DOCUMENT EXCERPT ▸
Playing matchmaker for your zucchini, and other tips for a summer garden favorite

Backyard vegetable gardeners often have questions about zucchini

Some of the most common questions I’m asked by backyard vegetable growers concern zucchini. The plants either produce like crazy, inspiring memes about gardeners anonymously leaving overflow harvests on their neighbors’ doorsteps, or they don’t produce any zucchini at all.

Sometimes, healthy, vigorous plants keel over and die overnight.

As with nearly everything in the garden, the best defense is a good offense — and early identification is key.

Squash sex ed

Zucchini are monoecious, which means every plant produces both male and female flowers. So only one plant is needed for pollination to occur. However, because male and female blossoms operate on different timetables, especially early in the season, they aren’t necessarily open and feeling frisky at the same time. Unpollinated female flowers either drop off the plant or begin to grow into a zucchini that withers after raising your hopes.

As the season progresses, however, both sexes usually bloom together, allowing insects to transport pollen from males to females, leading to the growth of fruit. But that doesn’t always happen, particularly when excessive heat reduces the viability of pollen.

It’s times like those when you, as gardener, are called upon to play matchmaker. But first, you’ll need to tell them apart: If you look closely, you’ll see that males are attached to the plant by a simple stem; females have a swollen base that will grow into zucchini after pollination.

When flowers are open in the morning, remove an open male flower and pull off its petals, leaving only the pollen-covered yellow stamen on the stem. Dab that pollen onto the center of each open female flower to pollinate it. That’s all there is to it.

DATASET EXTRACT ▸
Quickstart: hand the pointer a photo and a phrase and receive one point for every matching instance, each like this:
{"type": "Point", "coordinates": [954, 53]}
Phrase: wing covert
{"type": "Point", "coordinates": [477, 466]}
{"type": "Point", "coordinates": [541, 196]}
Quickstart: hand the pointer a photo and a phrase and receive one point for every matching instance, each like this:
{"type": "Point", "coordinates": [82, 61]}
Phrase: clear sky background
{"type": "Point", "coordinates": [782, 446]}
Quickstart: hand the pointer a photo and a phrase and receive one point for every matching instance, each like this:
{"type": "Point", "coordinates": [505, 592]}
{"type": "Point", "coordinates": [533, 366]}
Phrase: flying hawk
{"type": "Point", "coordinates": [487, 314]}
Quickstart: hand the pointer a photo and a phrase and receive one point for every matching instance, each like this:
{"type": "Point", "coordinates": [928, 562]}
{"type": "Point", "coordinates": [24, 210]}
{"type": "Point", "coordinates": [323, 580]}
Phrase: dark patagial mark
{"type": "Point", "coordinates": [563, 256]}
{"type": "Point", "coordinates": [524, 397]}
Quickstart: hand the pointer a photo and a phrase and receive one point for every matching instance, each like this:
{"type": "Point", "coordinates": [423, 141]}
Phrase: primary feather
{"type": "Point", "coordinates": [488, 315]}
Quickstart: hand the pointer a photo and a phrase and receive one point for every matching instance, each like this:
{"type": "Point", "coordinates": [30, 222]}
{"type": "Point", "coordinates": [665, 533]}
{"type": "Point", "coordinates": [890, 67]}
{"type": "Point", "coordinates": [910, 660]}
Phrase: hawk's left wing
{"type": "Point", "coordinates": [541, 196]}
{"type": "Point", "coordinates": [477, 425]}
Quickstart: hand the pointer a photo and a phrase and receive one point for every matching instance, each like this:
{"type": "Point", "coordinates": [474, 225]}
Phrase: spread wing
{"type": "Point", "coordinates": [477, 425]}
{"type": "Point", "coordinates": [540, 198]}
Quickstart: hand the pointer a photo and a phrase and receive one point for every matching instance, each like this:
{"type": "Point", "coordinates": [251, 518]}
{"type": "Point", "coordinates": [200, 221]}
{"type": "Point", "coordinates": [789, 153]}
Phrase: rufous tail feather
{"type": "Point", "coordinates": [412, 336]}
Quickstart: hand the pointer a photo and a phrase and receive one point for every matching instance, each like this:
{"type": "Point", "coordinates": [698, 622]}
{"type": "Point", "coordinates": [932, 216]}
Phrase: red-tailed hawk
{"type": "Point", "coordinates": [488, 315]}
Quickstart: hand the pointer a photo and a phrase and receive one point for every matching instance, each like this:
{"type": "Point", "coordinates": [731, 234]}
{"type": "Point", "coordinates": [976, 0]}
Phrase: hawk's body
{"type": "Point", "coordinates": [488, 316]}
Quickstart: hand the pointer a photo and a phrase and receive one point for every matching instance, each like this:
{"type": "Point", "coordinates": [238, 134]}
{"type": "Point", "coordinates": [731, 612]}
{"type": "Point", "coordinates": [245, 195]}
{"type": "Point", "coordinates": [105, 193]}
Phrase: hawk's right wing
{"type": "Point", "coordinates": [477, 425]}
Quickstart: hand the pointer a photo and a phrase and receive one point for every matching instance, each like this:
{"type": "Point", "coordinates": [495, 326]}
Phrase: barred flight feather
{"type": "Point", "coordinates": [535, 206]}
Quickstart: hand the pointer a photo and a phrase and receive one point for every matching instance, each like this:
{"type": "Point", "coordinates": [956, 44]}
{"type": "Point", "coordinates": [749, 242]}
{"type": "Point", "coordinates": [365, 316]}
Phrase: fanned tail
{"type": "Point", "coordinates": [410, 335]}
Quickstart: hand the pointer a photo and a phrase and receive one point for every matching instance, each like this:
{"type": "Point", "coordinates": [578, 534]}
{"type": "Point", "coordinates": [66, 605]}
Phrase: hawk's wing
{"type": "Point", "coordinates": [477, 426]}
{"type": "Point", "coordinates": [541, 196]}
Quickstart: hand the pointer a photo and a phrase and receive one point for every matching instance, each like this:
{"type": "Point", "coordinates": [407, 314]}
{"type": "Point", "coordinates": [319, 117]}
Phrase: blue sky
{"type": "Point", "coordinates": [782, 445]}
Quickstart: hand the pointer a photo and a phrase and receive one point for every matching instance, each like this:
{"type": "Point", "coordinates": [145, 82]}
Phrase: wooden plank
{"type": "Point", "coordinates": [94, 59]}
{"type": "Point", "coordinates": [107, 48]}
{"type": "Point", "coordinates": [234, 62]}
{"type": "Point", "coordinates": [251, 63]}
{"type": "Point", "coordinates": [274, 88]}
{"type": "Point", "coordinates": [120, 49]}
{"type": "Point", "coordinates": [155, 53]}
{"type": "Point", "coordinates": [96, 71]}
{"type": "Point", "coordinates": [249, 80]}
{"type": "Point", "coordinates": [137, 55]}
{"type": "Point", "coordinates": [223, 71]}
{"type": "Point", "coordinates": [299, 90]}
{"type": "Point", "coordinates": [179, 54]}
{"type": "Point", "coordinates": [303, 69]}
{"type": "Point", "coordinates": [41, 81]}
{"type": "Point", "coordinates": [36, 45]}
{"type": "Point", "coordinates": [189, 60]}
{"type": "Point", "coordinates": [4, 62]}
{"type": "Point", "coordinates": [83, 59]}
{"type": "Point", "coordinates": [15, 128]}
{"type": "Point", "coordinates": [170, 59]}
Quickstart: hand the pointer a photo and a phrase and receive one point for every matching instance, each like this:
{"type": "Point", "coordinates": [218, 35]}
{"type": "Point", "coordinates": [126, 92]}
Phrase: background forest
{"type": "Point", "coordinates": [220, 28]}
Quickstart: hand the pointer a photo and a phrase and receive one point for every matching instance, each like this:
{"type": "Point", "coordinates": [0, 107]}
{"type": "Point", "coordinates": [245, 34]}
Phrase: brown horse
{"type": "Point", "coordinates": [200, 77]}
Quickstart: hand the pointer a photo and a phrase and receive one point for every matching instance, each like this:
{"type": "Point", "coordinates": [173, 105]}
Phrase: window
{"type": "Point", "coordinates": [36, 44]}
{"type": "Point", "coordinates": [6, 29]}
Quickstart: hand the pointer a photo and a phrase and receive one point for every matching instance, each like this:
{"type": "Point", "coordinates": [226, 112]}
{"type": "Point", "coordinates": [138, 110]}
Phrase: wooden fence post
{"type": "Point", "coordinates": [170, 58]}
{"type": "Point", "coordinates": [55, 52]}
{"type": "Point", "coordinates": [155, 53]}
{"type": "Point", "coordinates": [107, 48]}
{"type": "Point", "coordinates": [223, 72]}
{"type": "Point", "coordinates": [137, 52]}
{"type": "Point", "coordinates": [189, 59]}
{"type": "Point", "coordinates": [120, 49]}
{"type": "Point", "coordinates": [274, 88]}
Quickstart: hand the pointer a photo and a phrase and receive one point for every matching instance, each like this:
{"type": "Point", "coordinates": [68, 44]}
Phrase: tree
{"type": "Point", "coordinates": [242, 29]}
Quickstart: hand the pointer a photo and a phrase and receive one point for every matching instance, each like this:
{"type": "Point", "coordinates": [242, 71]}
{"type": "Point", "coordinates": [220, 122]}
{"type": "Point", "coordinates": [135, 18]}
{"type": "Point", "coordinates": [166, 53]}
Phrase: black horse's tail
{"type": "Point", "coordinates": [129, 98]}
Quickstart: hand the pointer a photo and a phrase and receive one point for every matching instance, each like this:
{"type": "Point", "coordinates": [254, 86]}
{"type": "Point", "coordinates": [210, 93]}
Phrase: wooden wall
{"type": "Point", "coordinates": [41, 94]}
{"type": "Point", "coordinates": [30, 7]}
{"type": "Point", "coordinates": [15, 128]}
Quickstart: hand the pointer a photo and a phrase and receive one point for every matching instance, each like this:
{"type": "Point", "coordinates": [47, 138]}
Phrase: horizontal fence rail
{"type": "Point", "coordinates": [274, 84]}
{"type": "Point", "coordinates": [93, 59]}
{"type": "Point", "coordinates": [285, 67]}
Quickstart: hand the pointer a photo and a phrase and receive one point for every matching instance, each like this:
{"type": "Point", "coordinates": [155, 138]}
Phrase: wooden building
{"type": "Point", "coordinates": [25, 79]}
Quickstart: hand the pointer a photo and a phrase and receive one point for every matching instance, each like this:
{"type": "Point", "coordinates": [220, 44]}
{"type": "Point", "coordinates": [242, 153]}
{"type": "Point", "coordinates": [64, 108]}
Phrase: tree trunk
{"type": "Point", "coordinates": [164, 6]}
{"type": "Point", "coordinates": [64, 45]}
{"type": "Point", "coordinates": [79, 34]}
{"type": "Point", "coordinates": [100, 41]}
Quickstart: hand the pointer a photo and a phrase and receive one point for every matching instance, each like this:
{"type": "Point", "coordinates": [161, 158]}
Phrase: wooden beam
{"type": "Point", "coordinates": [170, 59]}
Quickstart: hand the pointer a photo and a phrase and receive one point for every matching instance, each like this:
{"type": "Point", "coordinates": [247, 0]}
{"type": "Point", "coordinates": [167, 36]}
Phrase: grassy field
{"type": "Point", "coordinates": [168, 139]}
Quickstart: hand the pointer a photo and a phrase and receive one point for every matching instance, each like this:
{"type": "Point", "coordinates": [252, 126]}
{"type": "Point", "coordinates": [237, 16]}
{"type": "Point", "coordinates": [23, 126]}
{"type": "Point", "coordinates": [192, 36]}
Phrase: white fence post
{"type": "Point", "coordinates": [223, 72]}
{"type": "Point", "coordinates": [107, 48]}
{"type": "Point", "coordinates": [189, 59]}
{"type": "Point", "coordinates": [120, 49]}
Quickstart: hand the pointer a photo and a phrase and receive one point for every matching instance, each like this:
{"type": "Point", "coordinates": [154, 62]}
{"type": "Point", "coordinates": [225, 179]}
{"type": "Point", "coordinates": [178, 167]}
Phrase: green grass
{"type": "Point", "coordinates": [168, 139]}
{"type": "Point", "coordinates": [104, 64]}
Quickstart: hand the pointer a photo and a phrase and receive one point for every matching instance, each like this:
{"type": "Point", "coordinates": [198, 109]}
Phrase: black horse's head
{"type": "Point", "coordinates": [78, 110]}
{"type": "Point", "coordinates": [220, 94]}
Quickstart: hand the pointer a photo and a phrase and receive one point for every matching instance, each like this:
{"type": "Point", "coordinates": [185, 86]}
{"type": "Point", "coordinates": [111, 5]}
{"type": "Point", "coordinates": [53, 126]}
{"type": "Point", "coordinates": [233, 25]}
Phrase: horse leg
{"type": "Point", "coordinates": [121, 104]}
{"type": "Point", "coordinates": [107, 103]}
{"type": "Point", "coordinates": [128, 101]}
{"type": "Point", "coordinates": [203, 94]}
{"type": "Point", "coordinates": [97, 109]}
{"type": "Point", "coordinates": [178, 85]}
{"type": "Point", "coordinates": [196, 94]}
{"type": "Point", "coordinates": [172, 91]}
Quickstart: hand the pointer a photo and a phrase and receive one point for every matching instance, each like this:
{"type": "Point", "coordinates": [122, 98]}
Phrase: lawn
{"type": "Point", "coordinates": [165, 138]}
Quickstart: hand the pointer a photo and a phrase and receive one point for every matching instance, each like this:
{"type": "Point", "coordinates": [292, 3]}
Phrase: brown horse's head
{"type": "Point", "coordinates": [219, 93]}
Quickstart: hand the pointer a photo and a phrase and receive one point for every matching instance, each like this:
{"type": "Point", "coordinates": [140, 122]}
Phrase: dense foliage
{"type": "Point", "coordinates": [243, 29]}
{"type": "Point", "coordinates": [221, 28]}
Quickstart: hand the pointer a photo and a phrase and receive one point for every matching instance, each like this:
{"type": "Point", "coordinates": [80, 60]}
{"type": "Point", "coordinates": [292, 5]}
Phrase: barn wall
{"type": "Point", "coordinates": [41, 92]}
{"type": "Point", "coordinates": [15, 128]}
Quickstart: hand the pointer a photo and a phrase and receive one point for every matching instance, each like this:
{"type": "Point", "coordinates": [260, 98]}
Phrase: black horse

WHAT TO PRODUCE ▸
Set down the whole zucchini gardening text again, word for word.

TASK OUTPUT ▸
Playing matchmaker for your zucchini, and other tips for a summer garden favorite

Backyard vegetable gardeners often have questions about zucchini

Some of the most common questions I’m asked by backyard vegetable growers concern zucchini. The plants either produce like crazy, inspiring memes about gardeners anonymously leaving overflow harvests on their neighbors’ doorsteps, or they don’t produce any zucchini at all.

Sometimes, healthy, vigorous plants keel over and die overnight.

As with nearly everything in the garden, the best defense is a good offense — and early identification is key.

Squash sex ed

Zucchini are monoecious, which means every plant produces both male and female flowers. So only one plant is needed for pollination to occur. However, because male and female blossoms operate on different timetables, especially early in the season, they aren’t necessarily open and feeling frisky at the same time. Unpollinated female flowers either drop off the plant or begin to grow into a zucchini that withers after raising your hopes.

As the season progresses, however, both sexes usually bloom together, allowing insects to transport pollen from males to females, leading to the growth of fruit. But that doesn’t always happen, particularly when excessive heat reduces the viability of pollen.

It’s times like those when you, as gardener, are called upon to play matchmaker. But first, you’ll need to tell them apart: If you look closely, you’ll see that males are attached to the plant by a simple stem; females have a swollen base that will grow into zucchini after pollination.

When flowers are open in the morning, remove an open male flower and pull off its petals, leaving only the pollen-covered yellow stamen on the stem. Dab that pollen onto the center of each open female flower to pollinate it. That’s all there is to it.